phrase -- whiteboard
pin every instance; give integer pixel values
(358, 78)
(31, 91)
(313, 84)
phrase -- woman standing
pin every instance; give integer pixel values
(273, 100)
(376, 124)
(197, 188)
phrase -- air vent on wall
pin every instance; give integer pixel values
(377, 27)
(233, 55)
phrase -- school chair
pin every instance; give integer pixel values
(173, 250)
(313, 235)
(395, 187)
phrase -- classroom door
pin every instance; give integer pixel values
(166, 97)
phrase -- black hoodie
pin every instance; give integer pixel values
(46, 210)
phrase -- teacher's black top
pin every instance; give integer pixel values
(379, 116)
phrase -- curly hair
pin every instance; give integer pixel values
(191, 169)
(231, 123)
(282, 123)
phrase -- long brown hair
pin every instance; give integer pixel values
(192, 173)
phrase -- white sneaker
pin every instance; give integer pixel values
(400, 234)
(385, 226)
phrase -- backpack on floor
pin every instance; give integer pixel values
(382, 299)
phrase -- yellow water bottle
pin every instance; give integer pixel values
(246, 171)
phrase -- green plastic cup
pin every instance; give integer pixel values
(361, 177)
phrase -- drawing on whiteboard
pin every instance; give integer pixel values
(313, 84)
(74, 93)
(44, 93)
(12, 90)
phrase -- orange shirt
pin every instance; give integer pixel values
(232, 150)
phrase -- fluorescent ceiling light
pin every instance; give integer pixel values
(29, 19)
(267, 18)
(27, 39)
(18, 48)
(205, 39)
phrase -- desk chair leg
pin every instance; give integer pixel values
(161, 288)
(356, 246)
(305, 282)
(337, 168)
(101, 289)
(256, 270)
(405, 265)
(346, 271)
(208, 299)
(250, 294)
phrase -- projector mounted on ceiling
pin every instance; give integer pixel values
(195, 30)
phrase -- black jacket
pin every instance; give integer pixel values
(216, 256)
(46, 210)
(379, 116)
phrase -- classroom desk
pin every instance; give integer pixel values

★ ★ ★ ★ ★

▶ Goal
Render all the rows above as a numbered list, one line per entry, with blank lines omitted.

▶ Result
1. phrase -- whiteboard
2. pin every instance; give integer pixel values
3. (358, 78)
4. (31, 91)
5. (313, 84)
6. phrase -- woman standing
7. pin every instance; give integer pixel values
8. (273, 100)
9. (376, 124)
10. (197, 188)
11. phrase -- air vent on wall
12. pin every instance; give integer pixel values
13. (377, 27)
14. (233, 55)
15. phrase -- school chair
16. pin every instance; give integer pixel values
17. (173, 250)
18. (313, 235)
19. (395, 187)
20. phrase -- classroom door
21. pin every instance; give integer pixel values
22. (166, 97)
23. phrase -- black hoodie
24. pin every instance; give integer pixel values
25. (46, 210)
26. phrase -- teacher's black top
27. pin every instance; give integer pixel values
28. (379, 116)
29. phrase -- curly hair
30. pin every instance; give integer pixel values
31. (191, 169)
32. (231, 123)
33. (282, 123)
34. phrase -- long brown hair
35. pin every instance; give integer pixel values
36. (192, 173)
37. phrase -- white sneaker
38. pin every instance; give integer pixel values
39. (400, 234)
40. (385, 226)
41. phrase -- backpack on floor
42. pin every instance; give integer pixel values
43. (382, 299)
44. phrase -- yellow water bottle
45. pin every instance; give integer pixel values
46. (246, 171)
47. phrase -- green plastic cup
48. pin every instance; give integer pixel values
49. (361, 177)
50. phrase -- drawing on whiteboard
51. pin every instance; give integer pixel values
52. (313, 84)
53. (74, 93)
54. (44, 93)
55. (12, 90)
56. phrase -- orange shirt
57. pin every instance; give integer pixel values
58. (232, 150)
59. phrase -- fluorescent ceiling light
60. pin every instance; give integer pixel values
61. (29, 19)
62. (267, 18)
63. (27, 39)
64. (18, 48)
65. (205, 39)
66. phrase -- desk chair leg
67. pin every instance; give integer pixel values
68. (161, 288)
69. (356, 246)
70. (305, 282)
71. (337, 168)
72. (101, 289)
73. (256, 270)
74. (405, 265)
75. (346, 271)
76. (208, 299)
77. (250, 294)
78. phrase -- projector mounted on ceiling
79. pin every instance; give integer pixel values
80. (195, 30)
81. phrase -- black jacket
82. pin every instance; give integer pixel values
83. (216, 256)
84. (46, 210)
85. (379, 116)
86. phrase -- classroom desk
87. pin every instance; give integer pixel values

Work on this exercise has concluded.